_Selected extract:_
↓↓↓

Description: An alternate way of saying that the membership relation is well-founded. (Contributed by NM, 17-Feb-2004) (Revised by Mario Carneiro, 23-Jun-2015)

		Ref	Expression
	Assertion	dfepfr	⊢ ( E Fr 𝐴 ↔ ∀ 𝑥 ( ( 𝑥 ⊆ 𝐴 ∧ 𝑥 ≠ ∅ ) → ∃ 𝑦 ∈ 𝑥 ( 𝑥 ∩ 𝑦 ) = ∅ ) )

Proof

Step	Hyp	Ref	Expression
1		dffr2	⊢ ( E Fr 𝐴 ↔ ∀ 𝑥 ( ( 𝑥 ⊆ 𝐴 ∧ 𝑥 ≠ ∅ ) → ∃ 𝑦 ∈ 𝑥 { 𝑧 ∈ 𝑥 ∣ 𝑧 E 𝑦 } = ∅ ) )
2		epel	⊢ ( 𝑧 E 𝑦 ↔ 𝑧 ∈ 𝑦 )
3	2	rabbii	⊢ { 𝑧 ∈ 𝑥 ∣ 𝑧 E 𝑦 } = { 𝑧 ∈ 𝑥 ∣ 𝑧 ∈ 𝑦 }
4		dfin5	⊢ ( 𝑥 ∩ 𝑦 ) = { 𝑧 ∈ 𝑥 ∣ 𝑧 ∈ 𝑦 }
5	3 4	eqtr4i	⊢ { 𝑧 ∈ 𝑥 ∣ 𝑧 E 𝑦 } = ( 𝑥 ∩ 𝑦 )
6	5	eqeq1i	⊢ ( { 𝑧 ∈ 𝑥 ∣ 𝑧 E 𝑦 } = ∅ ↔ ( 𝑥 ∩ 𝑦 ) = ∅ )

↑↑↑

_Recorded information:_

↓↓↓

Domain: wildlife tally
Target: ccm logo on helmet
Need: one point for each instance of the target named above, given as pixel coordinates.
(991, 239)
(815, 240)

↑↑↑

_Goal A:_ Transcribe the stretch of the dfepfr proof from "Description: An alternate" through "𝑧 E 𝑦 ↔ 𝑧 ∈ 𝑦 )".
_Goal B:_ In the dfepfr proof, list every label that appears in the Ref column of the numbered proof steps.
_Goal C:_ Resume the dfepfr proof from its last step and carry it on from there.

_Task response A:_
Description: An alternate way of saying that the membership relation is well-founded. (Contributed by NM, 17-Feb-2004) (Revised by Mario Carneiro, 23-Jun-2015)

		Ref	Expression
	Assertion	dfepfr	⊢ ( E Fr 𝐴 ↔ ∀ 𝑥 ( ( 𝑥 ⊆ 𝐴 ∧ 𝑥 ≠ ∅ ) → ∃ 𝑦 ∈ 𝑥 ( 𝑥 ∩ 𝑦 ) = ∅ ) )

Proof

Step	Hyp	Ref	Expression
1		dffr2	⊢ ( E Fr 𝐴 ↔ ∀ 𝑥 ( ( 𝑥 ⊆ 𝐴 ∧ 𝑥 ≠ ∅ ) → ∃ 𝑦 ∈ 𝑥 { 𝑧 ∈ 𝑥 ∣ 𝑧 E 𝑦 } = ∅ ) )
2		epel	⊢ ( 𝑧 E 𝑦 ↔ 𝑧 ∈ 𝑦 )

_Task response B:_ dffr2, epel, rabbii, dfin5, eqtr4i, eqeq1i

_Task response C:_
7	6	rexbii	⊢ ( ∃ 𝑦 ∈ 𝑥 { 𝑧 ∈ 𝑥 ∣ 𝑧 E 𝑦 } = ∅ ↔ ∃ 𝑦 ∈ 𝑥 ( 𝑥 ∩ 𝑦 ) = ∅ )
8	7	imbi2i	⊢ ( ( ( 𝑥 ⊆ 𝐴 ∧ 𝑥 ≠ ∅ ) → ∃ 𝑦 ∈ 𝑥 { 𝑧 ∈ 𝑥 ∣ 𝑧 E 𝑦 } = ∅ ) ↔ ( ( 𝑥 ⊆ 𝐴 ∧ 𝑥 ≠ ∅ ) → ∃ 𝑦 ∈ 𝑥 ( 𝑥 ∩ 𝑦 ) = ∅ ) )
9	8	albii	⊢ ( ∀ 𝑥 ( ( 𝑥 ⊆ 𝐴 ∧ 𝑥 ≠ ∅ ) → ∃ 𝑦 ∈ 𝑥 { 𝑧 ∈ 𝑥 ∣ 𝑧 E 𝑦 } = ∅ ) ↔ ∀ 𝑥 ( ( 𝑥 ⊆ 𝐴 ∧ 𝑥 ≠ ∅ ) → ∃ 𝑦 ∈ 𝑥 ( 𝑥 ∩ 𝑦 ) = ∅ ) )
10	1 9	bitri	⊢ ( E Fr 𝐴 ↔ ∀ 𝑥 ( ( 𝑥 ⊆ 𝐴 ∧ 𝑥 ≠ ∅ ) → ∃ 𝑦 ∈ 𝑥 ( 𝑥 ∩ 𝑦 ) = ∅ ) )